• [Your objective]
Your reply should hold the line containing "Find the strawberry" and every later line of the records, reproduced exactly, and no other lines.

[Saved data entries]
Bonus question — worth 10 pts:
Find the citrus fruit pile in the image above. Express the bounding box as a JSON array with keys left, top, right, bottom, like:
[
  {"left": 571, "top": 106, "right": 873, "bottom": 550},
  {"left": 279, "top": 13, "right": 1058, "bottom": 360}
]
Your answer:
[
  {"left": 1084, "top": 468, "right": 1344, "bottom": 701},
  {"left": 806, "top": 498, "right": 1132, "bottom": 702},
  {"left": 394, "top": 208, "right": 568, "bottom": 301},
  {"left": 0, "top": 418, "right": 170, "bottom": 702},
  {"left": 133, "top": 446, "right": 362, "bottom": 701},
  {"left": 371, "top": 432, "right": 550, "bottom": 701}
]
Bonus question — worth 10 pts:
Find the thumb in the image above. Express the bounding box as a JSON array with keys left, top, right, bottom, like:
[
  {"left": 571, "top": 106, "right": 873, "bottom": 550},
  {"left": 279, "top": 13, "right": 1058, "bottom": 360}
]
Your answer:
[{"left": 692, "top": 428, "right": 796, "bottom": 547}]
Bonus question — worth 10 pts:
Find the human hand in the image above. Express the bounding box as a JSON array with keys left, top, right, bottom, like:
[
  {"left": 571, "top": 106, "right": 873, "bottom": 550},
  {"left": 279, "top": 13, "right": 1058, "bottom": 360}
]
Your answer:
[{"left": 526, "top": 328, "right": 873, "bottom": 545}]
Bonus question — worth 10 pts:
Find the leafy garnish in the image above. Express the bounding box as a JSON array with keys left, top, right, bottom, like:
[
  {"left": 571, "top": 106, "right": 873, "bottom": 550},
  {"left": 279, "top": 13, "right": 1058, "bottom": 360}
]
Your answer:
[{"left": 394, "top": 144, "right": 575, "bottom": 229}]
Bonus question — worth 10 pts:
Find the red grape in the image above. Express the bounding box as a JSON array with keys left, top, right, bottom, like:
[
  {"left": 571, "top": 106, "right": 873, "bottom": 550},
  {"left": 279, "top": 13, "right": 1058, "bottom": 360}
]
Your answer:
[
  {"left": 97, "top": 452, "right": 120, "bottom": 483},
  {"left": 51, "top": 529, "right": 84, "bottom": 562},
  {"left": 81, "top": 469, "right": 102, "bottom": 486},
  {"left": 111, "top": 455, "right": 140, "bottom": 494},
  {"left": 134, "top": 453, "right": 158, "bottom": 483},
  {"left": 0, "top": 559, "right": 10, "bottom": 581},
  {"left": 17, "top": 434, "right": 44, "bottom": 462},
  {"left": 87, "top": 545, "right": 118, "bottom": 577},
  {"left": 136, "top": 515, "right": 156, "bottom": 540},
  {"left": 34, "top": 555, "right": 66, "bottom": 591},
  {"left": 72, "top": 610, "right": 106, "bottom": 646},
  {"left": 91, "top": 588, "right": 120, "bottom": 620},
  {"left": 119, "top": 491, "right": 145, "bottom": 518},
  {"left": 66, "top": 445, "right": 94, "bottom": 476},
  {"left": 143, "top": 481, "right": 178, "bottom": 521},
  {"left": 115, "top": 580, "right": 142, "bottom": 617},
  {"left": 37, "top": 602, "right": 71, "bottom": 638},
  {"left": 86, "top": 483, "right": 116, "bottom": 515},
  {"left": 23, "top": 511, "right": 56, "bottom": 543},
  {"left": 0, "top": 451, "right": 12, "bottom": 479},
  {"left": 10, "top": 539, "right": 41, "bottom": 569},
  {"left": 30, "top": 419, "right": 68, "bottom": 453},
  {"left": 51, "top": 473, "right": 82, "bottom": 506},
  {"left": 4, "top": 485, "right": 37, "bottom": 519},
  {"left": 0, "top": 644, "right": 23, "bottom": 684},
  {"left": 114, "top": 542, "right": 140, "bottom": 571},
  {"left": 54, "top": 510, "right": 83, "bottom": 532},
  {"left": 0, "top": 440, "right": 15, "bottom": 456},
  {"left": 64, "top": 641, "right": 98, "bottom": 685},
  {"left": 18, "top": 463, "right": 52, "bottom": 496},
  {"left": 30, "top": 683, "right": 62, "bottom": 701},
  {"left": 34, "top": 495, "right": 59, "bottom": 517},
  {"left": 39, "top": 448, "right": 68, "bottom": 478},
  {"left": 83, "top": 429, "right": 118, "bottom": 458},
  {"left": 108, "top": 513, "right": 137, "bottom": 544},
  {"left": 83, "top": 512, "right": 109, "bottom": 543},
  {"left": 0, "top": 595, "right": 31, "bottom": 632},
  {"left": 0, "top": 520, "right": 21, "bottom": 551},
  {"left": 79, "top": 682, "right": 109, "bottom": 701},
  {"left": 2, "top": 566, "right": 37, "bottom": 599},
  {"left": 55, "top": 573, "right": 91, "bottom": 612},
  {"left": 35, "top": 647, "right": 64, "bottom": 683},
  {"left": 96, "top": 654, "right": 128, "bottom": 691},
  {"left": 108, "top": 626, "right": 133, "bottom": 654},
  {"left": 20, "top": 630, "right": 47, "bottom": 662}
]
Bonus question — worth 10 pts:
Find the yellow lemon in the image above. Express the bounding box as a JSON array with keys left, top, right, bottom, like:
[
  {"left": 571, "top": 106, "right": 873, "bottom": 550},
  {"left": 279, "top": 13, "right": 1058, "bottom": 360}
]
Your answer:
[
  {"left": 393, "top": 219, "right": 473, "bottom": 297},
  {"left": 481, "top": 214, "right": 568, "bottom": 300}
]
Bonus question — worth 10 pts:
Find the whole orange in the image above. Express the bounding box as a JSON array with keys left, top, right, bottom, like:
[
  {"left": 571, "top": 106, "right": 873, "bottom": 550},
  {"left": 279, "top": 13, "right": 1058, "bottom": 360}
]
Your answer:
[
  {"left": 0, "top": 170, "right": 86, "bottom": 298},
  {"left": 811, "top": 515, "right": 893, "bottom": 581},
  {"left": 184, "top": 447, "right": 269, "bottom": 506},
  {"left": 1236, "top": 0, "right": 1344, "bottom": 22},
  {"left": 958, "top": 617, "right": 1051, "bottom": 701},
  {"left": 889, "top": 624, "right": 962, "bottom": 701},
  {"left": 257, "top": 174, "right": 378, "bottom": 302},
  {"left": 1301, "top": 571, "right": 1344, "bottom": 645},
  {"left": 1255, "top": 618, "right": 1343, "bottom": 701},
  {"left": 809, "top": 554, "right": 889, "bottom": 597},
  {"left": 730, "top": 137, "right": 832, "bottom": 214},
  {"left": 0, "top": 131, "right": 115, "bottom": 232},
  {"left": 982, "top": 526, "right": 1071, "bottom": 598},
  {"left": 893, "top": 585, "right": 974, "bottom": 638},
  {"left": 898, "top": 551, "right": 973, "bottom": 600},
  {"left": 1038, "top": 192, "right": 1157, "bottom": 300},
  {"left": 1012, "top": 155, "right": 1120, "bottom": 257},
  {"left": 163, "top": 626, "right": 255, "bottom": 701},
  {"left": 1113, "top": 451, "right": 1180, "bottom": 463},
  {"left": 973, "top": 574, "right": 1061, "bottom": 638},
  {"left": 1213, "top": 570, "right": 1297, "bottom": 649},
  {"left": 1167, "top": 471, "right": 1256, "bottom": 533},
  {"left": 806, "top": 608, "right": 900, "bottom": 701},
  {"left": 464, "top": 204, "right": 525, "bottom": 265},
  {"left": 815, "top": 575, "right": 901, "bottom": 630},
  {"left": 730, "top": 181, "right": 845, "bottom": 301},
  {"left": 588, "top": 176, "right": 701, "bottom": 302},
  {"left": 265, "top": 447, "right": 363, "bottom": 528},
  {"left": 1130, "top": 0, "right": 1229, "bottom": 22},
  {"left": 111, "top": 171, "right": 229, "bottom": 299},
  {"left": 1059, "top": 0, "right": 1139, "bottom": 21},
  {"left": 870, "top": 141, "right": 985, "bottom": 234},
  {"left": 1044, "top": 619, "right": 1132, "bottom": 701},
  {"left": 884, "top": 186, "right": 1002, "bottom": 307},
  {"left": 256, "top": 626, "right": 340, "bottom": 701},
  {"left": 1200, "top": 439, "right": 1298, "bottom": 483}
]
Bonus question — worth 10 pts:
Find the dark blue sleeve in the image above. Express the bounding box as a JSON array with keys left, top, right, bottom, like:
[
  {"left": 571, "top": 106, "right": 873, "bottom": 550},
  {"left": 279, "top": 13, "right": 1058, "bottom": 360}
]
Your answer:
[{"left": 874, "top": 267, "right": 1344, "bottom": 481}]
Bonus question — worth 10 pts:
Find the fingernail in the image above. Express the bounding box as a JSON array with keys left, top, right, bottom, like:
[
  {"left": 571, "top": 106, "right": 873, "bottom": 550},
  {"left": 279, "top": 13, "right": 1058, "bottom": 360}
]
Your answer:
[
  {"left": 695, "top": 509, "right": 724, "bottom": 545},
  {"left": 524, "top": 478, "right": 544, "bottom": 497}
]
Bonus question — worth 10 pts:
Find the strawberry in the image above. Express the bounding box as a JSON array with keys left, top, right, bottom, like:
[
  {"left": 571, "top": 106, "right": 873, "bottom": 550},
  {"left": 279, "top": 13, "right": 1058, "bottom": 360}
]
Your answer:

• [Solution for this exercise]
Find the strawberry in the image above. Express the bounding box as a JSON array with keys left, top, right, bottom, like:
[
  {"left": 571, "top": 106, "right": 873, "bottom": 550},
  {"left": 279, "top": 13, "right": 1058, "bottom": 360}
]
Your answer:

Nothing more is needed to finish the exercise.